Quizás tenemos que acostumbrarnos a que esos agujeros con bastante seguridad –en el mejor de los casos- nos acompañarán siempre, más allá de todos los progresos esperables de la ciencia.
El psicoanálisis acepta esos agujeros y reconoce que hay cosas que no sabe, pero afirma que hay otras que sí.
Por ejemplo defiende la evidencia de que “no todas las infancias son iguales”. No solo porque, como dijimos, el ambiente y la familia en que crece un niño no es igual en todos los casos –incluso entre hermanos pueden verse variaciones - sino porque, para él, es evidente que “no todos los niños son iguales” ni, en consecuencia, responden del mismo modo siempre, es decir, de un modo programable.
Uno por uno
Para el psicoanálisis, el ambiente –sea la sociedad o la familia- influye pero no determina todo. Está también lo subjetivo: lo que importa es lo que el niño pensó de eso que le ocurrió, cómo lo elaboró, qué solución encontró. Esta solución que sirve para un sujeto puede muy bien no servir para ningún otro.
Los síntomas infantiles a veces indican una solución que no se encuentra o que no funciona; los síntomas adultos, una solución que ha dejado de funcionar.
¿Por qué fue así? ¿Por qué un niño pensó lo que pasaba de un modo y no de otro? No lo sabemos. Pero sí sabemos que, a partir de que eso ocurrió, quedó fijado y el niño fue construyendo sobre ello.
Y el psicoanálisis trabaja con esto, no con lo que ocurrió. No solo porque esto último forma parte del pasado y está fuera del alcance, sino también porque la historia no es la realidad objetiva sino una interpretación –tanto la Historia con mayúscula como la pequeña historia de cada uno.
Esa interpretación puede modificarse –como vemos asimismo ocurre con frecuencia respecto a las interpretaciones sociales. Y esta posibilidad inherente a la idea de historia, es lo que permite al psicoanálisis trabajar: el sujeto no modifica lo que ocurrió pero sí su interpretación y, con ello, su relación con ella, que es lo que en el fondo importa porque tiene efectos sobre el malestar.

> Objetivo:
Transcribe palabra por palabra el fragmento sobre el psicoanálisis desde las palabras "Uno por uno" hasta "para ningún otro.", ambas incluidas. No hace falta consultar los datos.

(Registros de un conjunto de datos)
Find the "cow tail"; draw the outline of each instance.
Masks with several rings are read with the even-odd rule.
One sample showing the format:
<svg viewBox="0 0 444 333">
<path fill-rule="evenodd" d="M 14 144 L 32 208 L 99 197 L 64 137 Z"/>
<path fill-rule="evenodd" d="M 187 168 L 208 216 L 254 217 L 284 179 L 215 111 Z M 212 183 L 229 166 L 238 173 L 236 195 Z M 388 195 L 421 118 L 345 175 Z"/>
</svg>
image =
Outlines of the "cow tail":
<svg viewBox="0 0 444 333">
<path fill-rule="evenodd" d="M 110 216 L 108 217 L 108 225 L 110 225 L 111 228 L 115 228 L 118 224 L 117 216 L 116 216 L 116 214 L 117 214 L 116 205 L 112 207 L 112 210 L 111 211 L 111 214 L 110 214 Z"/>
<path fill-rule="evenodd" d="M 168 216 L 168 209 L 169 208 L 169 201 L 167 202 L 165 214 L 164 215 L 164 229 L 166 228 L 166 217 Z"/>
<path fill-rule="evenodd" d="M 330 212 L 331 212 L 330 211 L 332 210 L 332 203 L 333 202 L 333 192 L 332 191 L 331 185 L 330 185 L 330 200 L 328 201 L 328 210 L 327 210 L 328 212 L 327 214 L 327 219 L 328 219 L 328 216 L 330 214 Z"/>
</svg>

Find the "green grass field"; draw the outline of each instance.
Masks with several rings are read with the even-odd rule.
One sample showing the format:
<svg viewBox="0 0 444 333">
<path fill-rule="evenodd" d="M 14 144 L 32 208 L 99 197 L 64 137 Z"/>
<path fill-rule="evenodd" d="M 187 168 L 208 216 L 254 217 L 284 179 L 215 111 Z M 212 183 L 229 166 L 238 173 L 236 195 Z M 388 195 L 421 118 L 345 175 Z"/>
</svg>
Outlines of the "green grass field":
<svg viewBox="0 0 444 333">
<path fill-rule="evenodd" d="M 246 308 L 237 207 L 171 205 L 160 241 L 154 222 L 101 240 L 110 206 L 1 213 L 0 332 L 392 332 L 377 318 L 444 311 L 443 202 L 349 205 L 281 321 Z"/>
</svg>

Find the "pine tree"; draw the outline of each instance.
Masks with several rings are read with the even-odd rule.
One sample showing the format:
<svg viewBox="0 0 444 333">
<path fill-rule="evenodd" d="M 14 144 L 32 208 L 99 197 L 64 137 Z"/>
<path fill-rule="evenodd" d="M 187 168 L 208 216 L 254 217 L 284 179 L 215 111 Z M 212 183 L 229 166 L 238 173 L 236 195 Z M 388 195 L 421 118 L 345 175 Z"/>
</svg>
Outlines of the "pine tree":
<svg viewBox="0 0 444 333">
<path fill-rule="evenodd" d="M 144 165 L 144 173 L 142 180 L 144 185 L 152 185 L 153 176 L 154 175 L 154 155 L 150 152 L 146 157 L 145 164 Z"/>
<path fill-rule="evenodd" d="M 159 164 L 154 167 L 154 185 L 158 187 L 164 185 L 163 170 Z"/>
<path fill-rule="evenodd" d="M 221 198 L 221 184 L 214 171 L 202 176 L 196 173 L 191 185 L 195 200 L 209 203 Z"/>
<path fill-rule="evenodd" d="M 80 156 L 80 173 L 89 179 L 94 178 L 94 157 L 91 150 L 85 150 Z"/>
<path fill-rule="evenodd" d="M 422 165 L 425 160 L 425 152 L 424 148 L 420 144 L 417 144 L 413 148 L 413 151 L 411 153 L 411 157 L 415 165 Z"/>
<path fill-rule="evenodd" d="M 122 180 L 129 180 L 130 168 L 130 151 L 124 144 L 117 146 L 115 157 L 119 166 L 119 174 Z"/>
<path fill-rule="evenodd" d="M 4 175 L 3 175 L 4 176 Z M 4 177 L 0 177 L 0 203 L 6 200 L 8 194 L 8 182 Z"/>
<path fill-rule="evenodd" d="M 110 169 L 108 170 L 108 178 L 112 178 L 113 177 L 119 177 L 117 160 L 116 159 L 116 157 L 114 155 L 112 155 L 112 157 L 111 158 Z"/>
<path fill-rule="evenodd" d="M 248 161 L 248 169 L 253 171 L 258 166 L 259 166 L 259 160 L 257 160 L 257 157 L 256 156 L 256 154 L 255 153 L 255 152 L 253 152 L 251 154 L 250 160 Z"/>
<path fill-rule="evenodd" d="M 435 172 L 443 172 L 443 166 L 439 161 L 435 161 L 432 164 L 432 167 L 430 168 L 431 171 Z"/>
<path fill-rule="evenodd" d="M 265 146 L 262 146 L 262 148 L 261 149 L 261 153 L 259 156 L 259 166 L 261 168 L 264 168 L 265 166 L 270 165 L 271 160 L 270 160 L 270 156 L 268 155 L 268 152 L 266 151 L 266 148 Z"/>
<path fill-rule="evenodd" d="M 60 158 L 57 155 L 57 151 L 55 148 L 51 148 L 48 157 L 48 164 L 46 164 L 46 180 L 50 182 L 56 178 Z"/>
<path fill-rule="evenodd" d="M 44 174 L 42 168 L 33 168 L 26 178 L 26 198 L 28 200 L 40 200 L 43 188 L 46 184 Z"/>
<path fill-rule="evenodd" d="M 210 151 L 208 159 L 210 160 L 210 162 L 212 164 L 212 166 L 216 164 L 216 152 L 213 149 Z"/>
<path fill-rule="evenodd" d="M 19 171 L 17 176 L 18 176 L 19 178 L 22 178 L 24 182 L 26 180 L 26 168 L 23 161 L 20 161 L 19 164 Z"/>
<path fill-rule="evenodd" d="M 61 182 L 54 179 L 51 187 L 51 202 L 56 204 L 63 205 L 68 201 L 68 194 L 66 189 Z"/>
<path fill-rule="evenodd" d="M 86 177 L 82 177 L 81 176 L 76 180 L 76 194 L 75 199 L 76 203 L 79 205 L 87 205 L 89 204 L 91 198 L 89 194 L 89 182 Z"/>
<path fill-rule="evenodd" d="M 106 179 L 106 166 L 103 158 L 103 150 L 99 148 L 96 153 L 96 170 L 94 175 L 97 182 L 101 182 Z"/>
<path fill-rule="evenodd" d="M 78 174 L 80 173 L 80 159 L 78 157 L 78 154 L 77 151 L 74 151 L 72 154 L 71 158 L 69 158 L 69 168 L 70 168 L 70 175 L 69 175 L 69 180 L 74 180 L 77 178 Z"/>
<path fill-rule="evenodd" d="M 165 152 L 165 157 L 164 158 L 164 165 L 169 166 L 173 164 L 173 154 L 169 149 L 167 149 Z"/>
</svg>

> Respuesta:
Uno por uno
Para el psicoanálisis, el ambiente –sea la sociedad o la familia- influye pero no determina todo. Está también lo subjetivo: lo que importa es lo que el niño pensó de eso que le ocurrió, cómo lo elaboró, qué solución encontró. Esta solución que sirve para un sujeto puede muy bien no servir para ningún otro.